* [Records]
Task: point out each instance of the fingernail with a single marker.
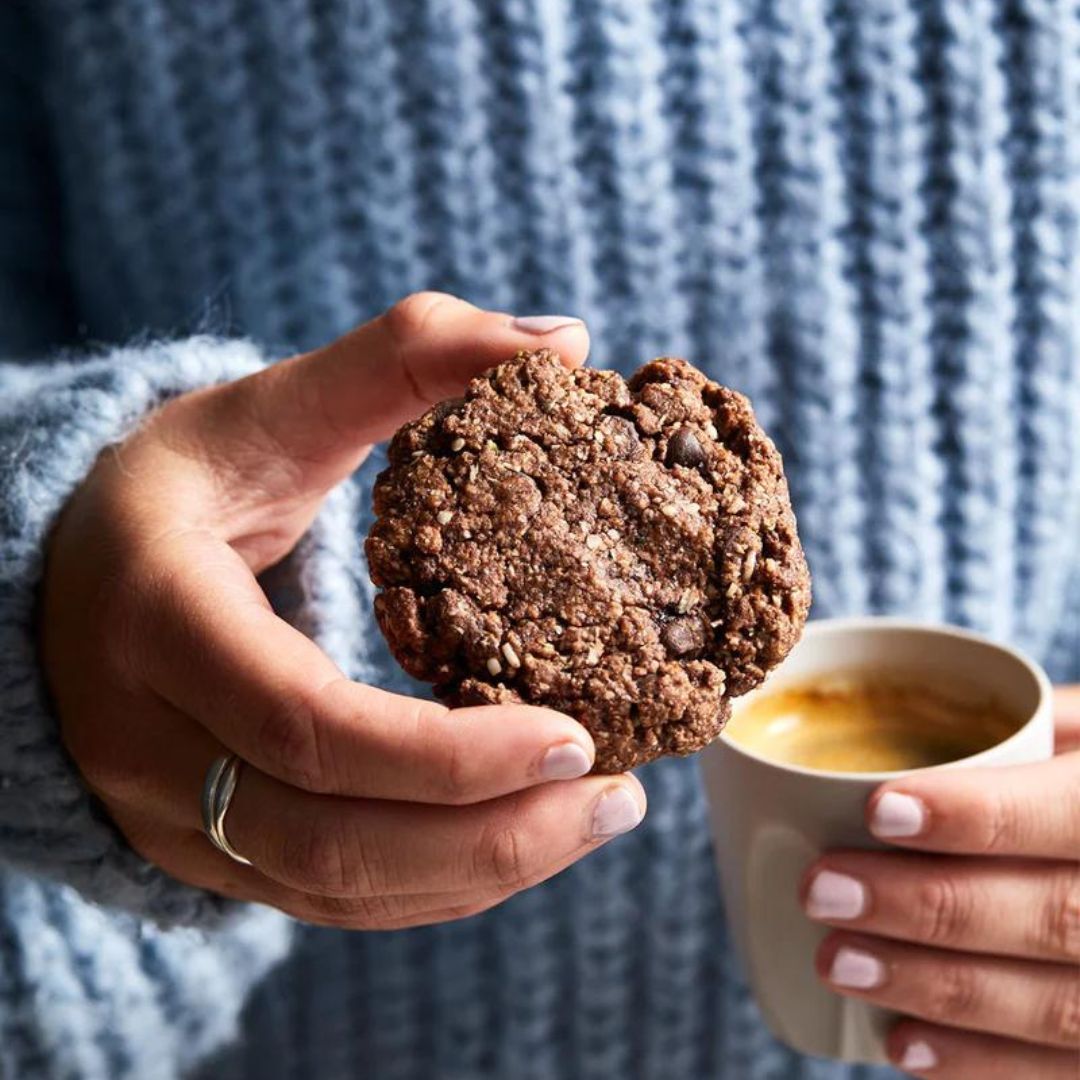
(565, 761)
(855, 969)
(918, 1055)
(898, 814)
(835, 895)
(617, 811)
(544, 324)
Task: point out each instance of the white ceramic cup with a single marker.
(771, 820)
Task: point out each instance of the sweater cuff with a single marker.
(52, 428)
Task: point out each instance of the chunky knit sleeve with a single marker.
(109, 968)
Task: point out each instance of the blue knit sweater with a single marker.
(861, 212)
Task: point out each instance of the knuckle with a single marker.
(944, 910)
(1058, 927)
(287, 738)
(1063, 1014)
(408, 318)
(457, 781)
(319, 860)
(1001, 824)
(353, 913)
(955, 994)
(503, 859)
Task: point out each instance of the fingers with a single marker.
(361, 848)
(269, 694)
(1066, 718)
(189, 856)
(1022, 999)
(324, 407)
(1009, 907)
(943, 1053)
(1027, 810)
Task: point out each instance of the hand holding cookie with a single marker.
(356, 807)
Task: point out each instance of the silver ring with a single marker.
(219, 787)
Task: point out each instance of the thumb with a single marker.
(325, 408)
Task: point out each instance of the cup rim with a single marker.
(873, 623)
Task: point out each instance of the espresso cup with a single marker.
(770, 820)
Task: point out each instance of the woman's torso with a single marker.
(861, 214)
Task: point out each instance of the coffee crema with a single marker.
(865, 723)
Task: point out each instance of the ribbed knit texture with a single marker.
(864, 214)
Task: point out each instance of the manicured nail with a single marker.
(835, 895)
(617, 811)
(565, 761)
(898, 814)
(918, 1055)
(855, 969)
(544, 324)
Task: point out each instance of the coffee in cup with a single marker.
(868, 721)
(771, 815)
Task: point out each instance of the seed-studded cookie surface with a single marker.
(622, 552)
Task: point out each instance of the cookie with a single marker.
(623, 552)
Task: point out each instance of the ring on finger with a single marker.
(218, 788)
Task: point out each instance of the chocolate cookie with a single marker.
(622, 552)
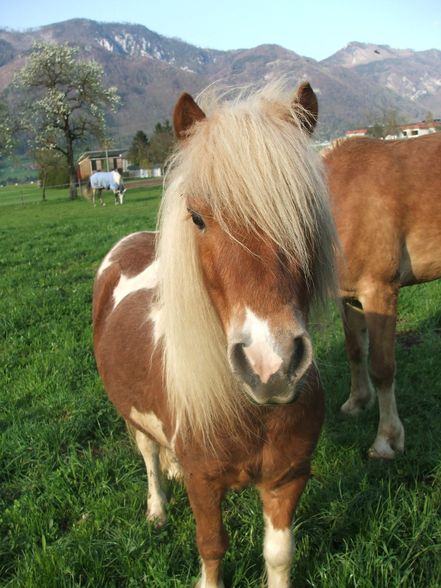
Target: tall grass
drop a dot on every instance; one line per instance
(73, 489)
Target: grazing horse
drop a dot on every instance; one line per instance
(386, 198)
(100, 181)
(200, 330)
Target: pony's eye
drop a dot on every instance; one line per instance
(198, 220)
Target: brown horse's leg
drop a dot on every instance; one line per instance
(362, 393)
(156, 500)
(206, 500)
(381, 311)
(279, 505)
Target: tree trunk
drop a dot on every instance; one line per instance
(44, 186)
(71, 169)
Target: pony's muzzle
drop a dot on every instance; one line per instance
(270, 377)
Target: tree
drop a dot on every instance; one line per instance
(52, 170)
(64, 100)
(138, 153)
(6, 131)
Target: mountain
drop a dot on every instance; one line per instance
(415, 76)
(355, 85)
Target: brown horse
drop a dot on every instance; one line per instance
(200, 329)
(387, 207)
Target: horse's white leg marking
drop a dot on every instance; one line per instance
(390, 435)
(204, 582)
(278, 549)
(151, 423)
(148, 278)
(362, 393)
(156, 500)
(260, 351)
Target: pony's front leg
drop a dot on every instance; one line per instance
(362, 393)
(381, 313)
(212, 541)
(279, 505)
(156, 500)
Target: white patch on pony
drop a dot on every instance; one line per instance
(205, 583)
(147, 279)
(261, 351)
(156, 499)
(150, 423)
(107, 261)
(278, 549)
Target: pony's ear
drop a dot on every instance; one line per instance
(185, 115)
(306, 106)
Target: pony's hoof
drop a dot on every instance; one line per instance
(387, 447)
(158, 519)
(386, 452)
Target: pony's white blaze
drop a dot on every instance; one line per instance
(147, 279)
(261, 351)
(152, 424)
(278, 549)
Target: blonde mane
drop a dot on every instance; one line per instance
(252, 164)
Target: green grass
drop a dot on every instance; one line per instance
(73, 489)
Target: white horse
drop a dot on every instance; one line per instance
(100, 181)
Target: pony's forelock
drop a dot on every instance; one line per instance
(251, 162)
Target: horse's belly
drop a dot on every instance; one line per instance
(421, 258)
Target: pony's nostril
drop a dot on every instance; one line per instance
(299, 355)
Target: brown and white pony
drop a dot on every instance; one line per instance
(387, 207)
(200, 330)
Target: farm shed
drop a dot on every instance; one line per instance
(105, 160)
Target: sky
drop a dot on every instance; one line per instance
(313, 28)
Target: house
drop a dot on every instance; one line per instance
(420, 128)
(104, 160)
(356, 133)
(407, 131)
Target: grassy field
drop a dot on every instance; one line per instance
(73, 489)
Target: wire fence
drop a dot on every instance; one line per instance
(33, 192)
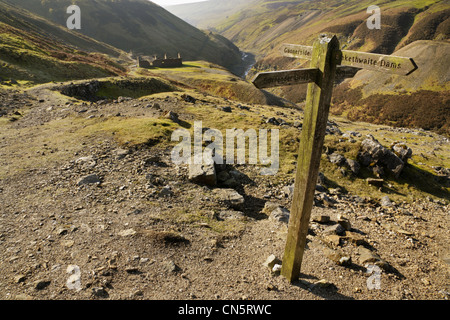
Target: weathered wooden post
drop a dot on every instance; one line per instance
(327, 61)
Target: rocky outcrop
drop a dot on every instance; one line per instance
(374, 155)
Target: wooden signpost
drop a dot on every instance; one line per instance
(327, 62)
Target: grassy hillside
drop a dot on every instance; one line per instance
(421, 99)
(37, 51)
(418, 29)
(263, 25)
(142, 27)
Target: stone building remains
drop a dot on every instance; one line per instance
(160, 63)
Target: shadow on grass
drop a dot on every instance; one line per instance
(425, 181)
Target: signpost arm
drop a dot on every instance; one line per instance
(324, 58)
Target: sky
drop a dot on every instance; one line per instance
(164, 3)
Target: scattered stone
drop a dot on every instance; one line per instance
(337, 256)
(374, 153)
(288, 191)
(19, 278)
(354, 238)
(170, 267)
(90, 179)
(345, 223)
(402, 151)
(386, 202)
(354, 166)
(87, 162)
(172, 116)
(273, 121)
(229, 197)
(132, 270)
(230, 215)
(269, 207)
(100, 292)
(203, 174)
(332, 240)
(74, 281)
(369, 257)
(223, 176)
(323, 284)
(188, 98)
(337, 159)
(277, 268)
(127, 233)
(166, 192)
(375, 182)
(41, 284)
(321, 218)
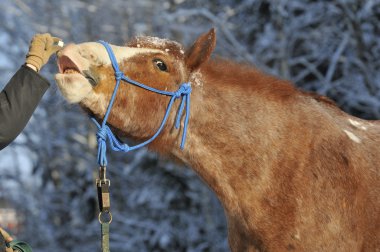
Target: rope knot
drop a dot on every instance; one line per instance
(184, 89)
(119, 75)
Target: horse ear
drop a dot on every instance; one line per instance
(201, 50)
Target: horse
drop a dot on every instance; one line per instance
(291, 170)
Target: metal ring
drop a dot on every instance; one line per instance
(101, 219)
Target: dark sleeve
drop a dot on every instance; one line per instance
(18, 100)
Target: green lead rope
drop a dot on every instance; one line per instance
(105, 237)
(19, 246)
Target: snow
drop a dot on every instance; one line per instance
(158, 206)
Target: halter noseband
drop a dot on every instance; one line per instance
(104, 131)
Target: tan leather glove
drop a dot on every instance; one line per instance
(41, 48)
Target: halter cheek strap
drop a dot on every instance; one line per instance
(105, 132)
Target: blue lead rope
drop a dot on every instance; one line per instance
(105, 132)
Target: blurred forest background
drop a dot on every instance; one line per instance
(47, 175)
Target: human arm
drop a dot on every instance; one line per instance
(24, 91)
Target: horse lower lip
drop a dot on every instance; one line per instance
(91, 80)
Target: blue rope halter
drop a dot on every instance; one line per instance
(104, 131)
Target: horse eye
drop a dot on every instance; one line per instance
(161, 65)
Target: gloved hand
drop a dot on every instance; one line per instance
(41, 48)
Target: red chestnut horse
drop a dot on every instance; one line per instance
(292, 170)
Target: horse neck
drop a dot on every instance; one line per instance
(237, 117)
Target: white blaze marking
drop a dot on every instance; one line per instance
(357, 124)
(352, 136)
(121, 52)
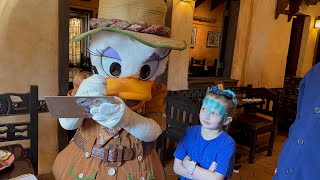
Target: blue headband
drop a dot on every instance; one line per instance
(216, 106)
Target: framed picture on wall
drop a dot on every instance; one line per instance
(213, 39)
(193, 37)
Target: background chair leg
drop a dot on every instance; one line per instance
(163, 148)
(271, 142)
(252, 147)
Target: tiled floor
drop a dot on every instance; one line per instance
(262, 169)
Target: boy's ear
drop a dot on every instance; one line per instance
(227, 121)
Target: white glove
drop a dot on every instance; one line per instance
(119, 115)
(92, 86)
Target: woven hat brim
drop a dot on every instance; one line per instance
(147, 39)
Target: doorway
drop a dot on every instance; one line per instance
(294, 45)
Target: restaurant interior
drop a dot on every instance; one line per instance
(259, 49)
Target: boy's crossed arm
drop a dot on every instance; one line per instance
(180, 167)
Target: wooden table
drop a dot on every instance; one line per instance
(20, 165)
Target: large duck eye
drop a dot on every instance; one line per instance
(148, 69)
(111, 62)
(111, 66)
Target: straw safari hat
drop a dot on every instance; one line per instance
(142, 20)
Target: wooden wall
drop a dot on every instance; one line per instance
(201, 51)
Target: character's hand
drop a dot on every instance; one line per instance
(213, 166)
(119, 115)
(107, 114)
(93, 86)
(186, 161)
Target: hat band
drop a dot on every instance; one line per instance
(141, 27)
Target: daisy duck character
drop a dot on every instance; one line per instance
(129, 47)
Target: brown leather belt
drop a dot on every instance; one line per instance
(112, 154)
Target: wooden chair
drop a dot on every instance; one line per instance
(253, 125)
(181, 113)
(12, 104)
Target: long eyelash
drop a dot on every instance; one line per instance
(98, 53)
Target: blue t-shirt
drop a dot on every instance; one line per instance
(299, 158)
(205, 152)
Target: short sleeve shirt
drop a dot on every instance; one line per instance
(205, 152)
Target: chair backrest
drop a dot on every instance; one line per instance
(181, 112)
(271, 106)
(21, 103)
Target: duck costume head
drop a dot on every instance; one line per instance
(129, 48)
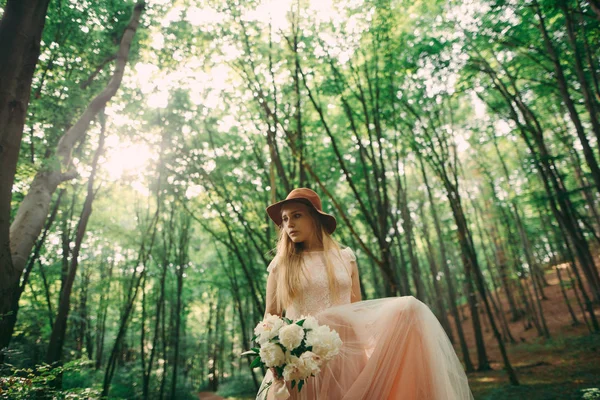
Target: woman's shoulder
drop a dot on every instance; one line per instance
(272, 266)
(348, 254)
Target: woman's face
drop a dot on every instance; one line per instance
(298, 222)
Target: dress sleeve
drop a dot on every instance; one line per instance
(271, 266)
(348, 254)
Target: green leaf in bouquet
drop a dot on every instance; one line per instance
(256, 362)
(279, 370)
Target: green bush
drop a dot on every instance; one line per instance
(238, 386)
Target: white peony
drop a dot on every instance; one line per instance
(272, 355)
(312, 362)
(291, 336)
(310, 322)
(268, 328)
(325, 342)
(294, 369)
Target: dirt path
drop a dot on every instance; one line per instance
(209, 396)
(547, 369)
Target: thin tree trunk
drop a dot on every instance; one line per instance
(34, 208)
(55, 346)
(21, 29)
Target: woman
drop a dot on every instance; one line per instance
(393, 348)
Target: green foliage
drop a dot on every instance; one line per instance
(240, 386)
(27, 383)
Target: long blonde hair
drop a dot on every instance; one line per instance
(289, 262)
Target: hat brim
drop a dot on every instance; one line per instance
(274, 212)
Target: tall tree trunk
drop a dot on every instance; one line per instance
(57, 338)
(566, 97)
(452, 297)
(20, 36)
(182, 263)
(34, 208)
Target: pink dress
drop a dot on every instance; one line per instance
(394, 348)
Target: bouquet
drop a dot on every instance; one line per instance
(294, 350)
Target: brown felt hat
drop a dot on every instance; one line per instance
(308, 197)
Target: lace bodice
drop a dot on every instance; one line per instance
(315, 295)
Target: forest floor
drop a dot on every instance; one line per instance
(209, 396)
(566, 366)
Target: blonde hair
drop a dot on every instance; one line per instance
(289, 262)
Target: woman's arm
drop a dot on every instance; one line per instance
(271, 306)
(356, 295)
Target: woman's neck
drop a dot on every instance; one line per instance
(310, 247)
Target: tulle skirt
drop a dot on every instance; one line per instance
(394, 348)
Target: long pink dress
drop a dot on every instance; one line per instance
(394, 348)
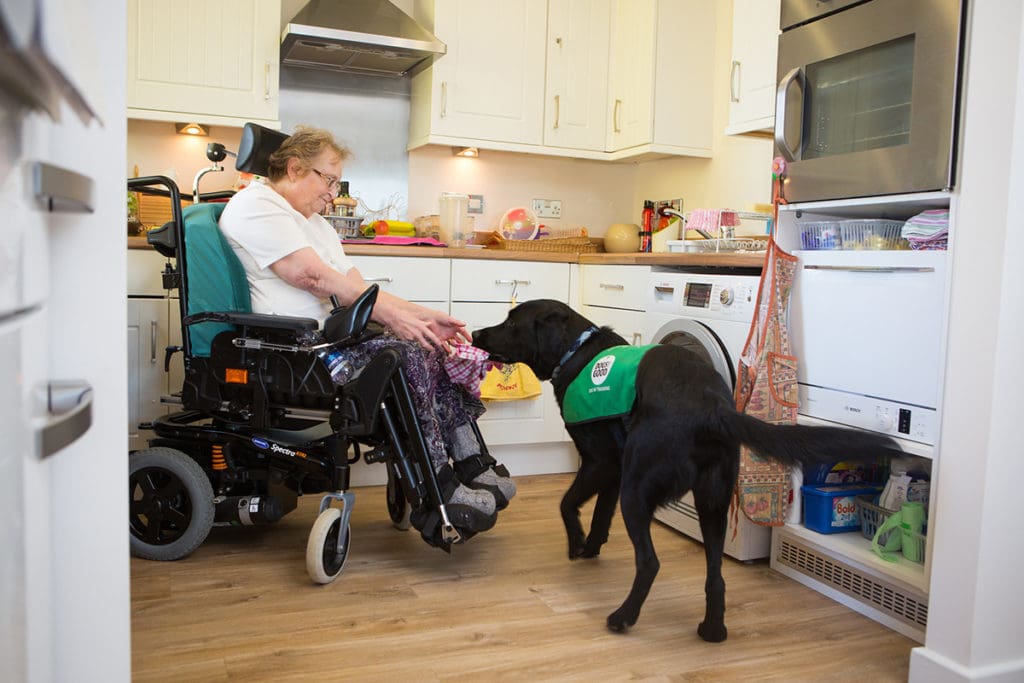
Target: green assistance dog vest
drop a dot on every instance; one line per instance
(605, 388)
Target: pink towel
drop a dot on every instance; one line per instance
(467, 366)
(394, 240)
(709, 220)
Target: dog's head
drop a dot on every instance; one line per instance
(537, 333)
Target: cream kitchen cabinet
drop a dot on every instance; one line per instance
(660, 78)
(617, 79)
(214, 62)
(577, 84)
(482, 292)
(489, 84)
(425, 281)
(614, 295)
(154, 324)
(752, 77)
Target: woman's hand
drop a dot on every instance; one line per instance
(430, 329)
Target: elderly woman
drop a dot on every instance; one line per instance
(294, 262)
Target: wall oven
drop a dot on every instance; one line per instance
(867, 96)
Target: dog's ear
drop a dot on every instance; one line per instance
(552, 332)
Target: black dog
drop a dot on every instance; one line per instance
(683, 433)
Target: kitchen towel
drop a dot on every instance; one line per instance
(766, 388)
(928, 230)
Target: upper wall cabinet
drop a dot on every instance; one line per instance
(214, 62)
(615, 80)
(662, 67)
(489, 84)
(577, 84)
(752, 79)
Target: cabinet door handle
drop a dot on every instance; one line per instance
(61, 189)
(871, 268)
(68, 407)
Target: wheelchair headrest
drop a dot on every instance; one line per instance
(348, 323)
(255, 147)
(215, 279)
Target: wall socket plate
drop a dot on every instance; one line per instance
(676, 205)
(548, 208)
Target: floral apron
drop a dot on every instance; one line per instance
(766, 388)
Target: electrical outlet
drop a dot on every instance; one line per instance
(675, 205)
(548, 208)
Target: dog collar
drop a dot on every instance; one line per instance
(584, 336)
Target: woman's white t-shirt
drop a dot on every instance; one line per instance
(262, 227)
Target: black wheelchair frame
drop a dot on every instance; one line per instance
(262, 423)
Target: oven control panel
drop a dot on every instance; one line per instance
(899, 420)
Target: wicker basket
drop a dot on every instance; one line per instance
(564, 245)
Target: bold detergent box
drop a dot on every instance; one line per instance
(832, 509)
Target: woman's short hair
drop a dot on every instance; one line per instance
(306, 143)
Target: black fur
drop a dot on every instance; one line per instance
(683, 434)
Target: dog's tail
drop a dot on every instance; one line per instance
(801, 444)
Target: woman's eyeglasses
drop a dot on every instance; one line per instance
(333, 183)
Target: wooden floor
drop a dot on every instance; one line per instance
(507, 605)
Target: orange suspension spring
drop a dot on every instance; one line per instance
(217, 458)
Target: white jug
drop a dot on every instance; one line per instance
(454, 221)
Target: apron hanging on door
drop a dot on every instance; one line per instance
(766, 388)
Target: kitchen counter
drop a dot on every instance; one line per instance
(724, 260)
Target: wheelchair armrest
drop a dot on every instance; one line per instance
(348, 323)
(255, 321)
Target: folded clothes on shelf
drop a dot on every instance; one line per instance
(929, 229)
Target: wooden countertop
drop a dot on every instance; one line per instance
(724, 260)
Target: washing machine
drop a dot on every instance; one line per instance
(711, 314)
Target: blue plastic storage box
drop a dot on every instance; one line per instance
(833, 509)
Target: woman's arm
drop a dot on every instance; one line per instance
(305, 270)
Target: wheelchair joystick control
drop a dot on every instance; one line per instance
(340, 369)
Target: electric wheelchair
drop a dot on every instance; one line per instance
(260, 420)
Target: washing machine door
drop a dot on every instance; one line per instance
(700, 339)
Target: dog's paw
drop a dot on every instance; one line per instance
(620, 622)
(592, 548)
(713, 633)
(577, 548)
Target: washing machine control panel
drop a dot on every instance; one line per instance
(725, 299)
(696, 295)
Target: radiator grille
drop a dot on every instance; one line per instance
(869, 590)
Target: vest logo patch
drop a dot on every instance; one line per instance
(601, 370)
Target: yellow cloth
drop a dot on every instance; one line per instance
(510, 382)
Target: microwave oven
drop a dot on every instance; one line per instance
(867, 96)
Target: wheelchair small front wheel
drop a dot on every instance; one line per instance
(397, 507)
(170, 504)
(325, 559)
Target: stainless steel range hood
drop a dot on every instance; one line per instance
(370, 37)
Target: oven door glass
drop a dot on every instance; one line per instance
(866, 100)
(860, 100)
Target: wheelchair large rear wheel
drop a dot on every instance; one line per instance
(397, 507)
(170, 507)
(324, 558)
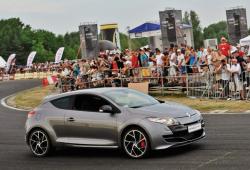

* [What to work on] Report each line in the data that holds the word "green".

* [Written answer]
Target: green grass
Target: green lead rope
Target: green leaf in bouquet
Target: green bush
Target: green foliage
Target: green assistance dog vest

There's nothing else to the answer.